***** GIVEN DATA

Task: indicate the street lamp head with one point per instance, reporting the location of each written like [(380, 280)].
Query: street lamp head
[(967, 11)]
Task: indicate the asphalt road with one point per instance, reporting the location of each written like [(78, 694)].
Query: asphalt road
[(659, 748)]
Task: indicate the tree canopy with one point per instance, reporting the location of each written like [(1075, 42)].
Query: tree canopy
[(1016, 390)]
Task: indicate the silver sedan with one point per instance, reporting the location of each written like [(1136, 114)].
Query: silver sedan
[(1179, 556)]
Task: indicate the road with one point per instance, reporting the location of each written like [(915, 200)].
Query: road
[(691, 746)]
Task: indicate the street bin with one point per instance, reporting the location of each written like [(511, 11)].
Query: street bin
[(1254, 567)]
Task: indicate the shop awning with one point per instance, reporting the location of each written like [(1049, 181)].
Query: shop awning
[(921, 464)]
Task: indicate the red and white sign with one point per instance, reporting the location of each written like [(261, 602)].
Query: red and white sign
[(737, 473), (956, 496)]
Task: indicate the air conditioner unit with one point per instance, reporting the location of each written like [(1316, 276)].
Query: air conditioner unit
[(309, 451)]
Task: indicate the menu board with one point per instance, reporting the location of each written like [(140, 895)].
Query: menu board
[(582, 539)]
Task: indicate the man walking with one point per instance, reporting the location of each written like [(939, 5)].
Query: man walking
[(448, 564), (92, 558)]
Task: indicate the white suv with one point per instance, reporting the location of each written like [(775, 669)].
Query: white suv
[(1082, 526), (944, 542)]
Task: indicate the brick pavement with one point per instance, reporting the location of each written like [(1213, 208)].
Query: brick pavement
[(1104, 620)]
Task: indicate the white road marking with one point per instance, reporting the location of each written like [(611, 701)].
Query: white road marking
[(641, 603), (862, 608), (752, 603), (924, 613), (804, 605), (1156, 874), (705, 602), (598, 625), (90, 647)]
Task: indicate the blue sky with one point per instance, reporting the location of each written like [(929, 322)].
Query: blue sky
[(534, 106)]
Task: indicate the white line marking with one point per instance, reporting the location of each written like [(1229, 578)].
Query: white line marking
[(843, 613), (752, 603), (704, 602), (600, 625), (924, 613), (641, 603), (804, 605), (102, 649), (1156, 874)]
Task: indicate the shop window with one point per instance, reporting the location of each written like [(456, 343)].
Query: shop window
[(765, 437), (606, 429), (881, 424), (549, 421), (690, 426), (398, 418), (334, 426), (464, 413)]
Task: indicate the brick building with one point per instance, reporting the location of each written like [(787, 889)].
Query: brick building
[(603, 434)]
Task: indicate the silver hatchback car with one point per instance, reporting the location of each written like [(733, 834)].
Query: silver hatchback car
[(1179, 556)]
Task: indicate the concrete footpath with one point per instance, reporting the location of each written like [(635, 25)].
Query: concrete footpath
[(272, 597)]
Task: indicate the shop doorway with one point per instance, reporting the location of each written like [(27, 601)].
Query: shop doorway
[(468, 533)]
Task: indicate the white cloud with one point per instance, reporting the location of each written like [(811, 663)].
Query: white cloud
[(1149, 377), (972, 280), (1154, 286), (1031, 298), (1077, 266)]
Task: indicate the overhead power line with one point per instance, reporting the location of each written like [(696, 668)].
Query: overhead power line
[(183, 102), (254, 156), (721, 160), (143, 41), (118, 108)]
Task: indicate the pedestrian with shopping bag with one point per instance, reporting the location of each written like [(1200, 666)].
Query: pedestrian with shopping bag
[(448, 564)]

**********

- _GOAL_
Recast all of the rows above as a single numbered list, omitting any blank lines.

- _IN RESPONSE_
1. Task: indicate the street lamp head with one point per instance, reporting the location of each written like [(380, 280)].
2. Query: street lamp head
3. [(967, 11)]
4. Task: indicate the asphalt road with one point per instance, reporting the location of each written like [(78, 694)].
5. Query: asphalt road
6. [(659, 748)]
7. Task: indicate the tree canopy with one point per instance, reporting the location of each written like [(1075, 42)].
8. Query: tree canopy
9. [(1016, 390)]
10. Task: indicate the silver sedan with one point per instance, reporting the location of each written like [(1136, 114)].
11. Query: silver sedan
12. [(1179, 556)]
13. Task: indicate the road with one point per instance, reporting the location of each written like [(915, 200)].
14. Query: road
15. [(691, 746)]
16. Task: indicate the street bin with one point per instance, reporting the location of each written like [(511, 11)].
17. Query: street bin
18. [(1254, 567)]
19. Task: indicate the shop awning with one point per instance, reporting the location of each written like [(1049, 181)].
20. Query: shop awning
21. [(921, 464)]
22. Task: indicate the red and white sign with one point per instance, reporting the location of each written like [(261, 602)].
23. Query: red and white sign
24. [(737, 473), (956, 496)]
25. Task: indicate the air conditioner unit with one point per instance, reporting the location of each written like [(1316, 276)].
26. Query: air conditioner unit
27. [(309, 451)]
28. Task: indicate the menu board with one point per instance, reporting the location of each written like [(140, 895)].
29. Query: menu board
30. [(582, 539)]
31. Task: indicate the man walking with one point per instance, reporting the location of each written like [(939, 5)].
32. Query: man walking
33. [(448, 564), (92, 558)]
34. Task: indicate the white suv with one point per instance, reporting the location of each written like [(775, 669)].
35. Query: white suv
36. [(1082, 526), (944, 542)]
37. Task: indicate the brick pavement with one point per instance, reporting the location of each written like [(1213, 208)].
38. Query: brick pavement
39. [(1104, 620)]
40. Task: indicate the white road marking with one point per instance, reporting the location of each written like [(611, 701)].
41. Query: white road marking
42. [(641, 603), (862, 608), (752, 603), (924, 613), (804, 605), (1156, 874), (705, 602), (598, 625), (90, 647)]
43. Task: indicate the blue sky with one point per instance, reporting the location of each written like [(929, 322)].
44. Query: blue sky
45. [(534, 106)]
46. Task: indicate the white line marking with one point per instance, reporting the location of each written like [(1229, 578)].
47. Query: white line marking
48. [(843, 613), (752, 603), (704, 602), (600, 625), (924, 613), (641, 603), (804, 605), (102, 649), (1156, 874)]
49. Task: indicate the shop window with one point per instance, reporting the location of each written like [(456, 343)].
50. Query: shop window
51. [(765, 437), (606, 429), (881, 424), (549, 421), (690, 426), (398, 418), (334, 426), (464, 413)]
52. Task: indicate the brick building with one point per instance, reporting the location of each written like [(787, 889)].
53. Query: brick building
54. [(603, 434)]
55. Task: indicate the silver hatchback car with one point per instance, reporting the location of each written like [(733, 834)].
56. Query: silver hatchback car
57. [(1179, 556)]
58. Task: indicate the concrete footpath with one point per instance, reporting the location of each written like [(635, 25)].
59. Query: concrete footpath
60. [(272, 597)]
61. Task: indicate the shop doorway with one point per instance, reporting the location of each written like [(27, 601)].
62. Query: shop doorway
63. [(468, 533)]
64. Task: indicate the white cloud with one point per instance, reporting the location of each written like [(811, 663)].
65. Query: white cloud
66. [(1149, 377), (972, 280), (1154, 286), (1031, 298), (1077, 266)]
67. Task: indicate the overhead power line with one point per instance, reporting the location of each written like [(696, 668)].
68. Query: overhead power line
69. [(183, 102), (254, 156), (721, 160), (143, 41), (118, 108)]
70. Task: indicate the pedestrian with shopping bag with one point per instance, reporting the location of each written like [(1200, 666)].
71. Query: pedestrian with shopping bag
72. [(448, 564)]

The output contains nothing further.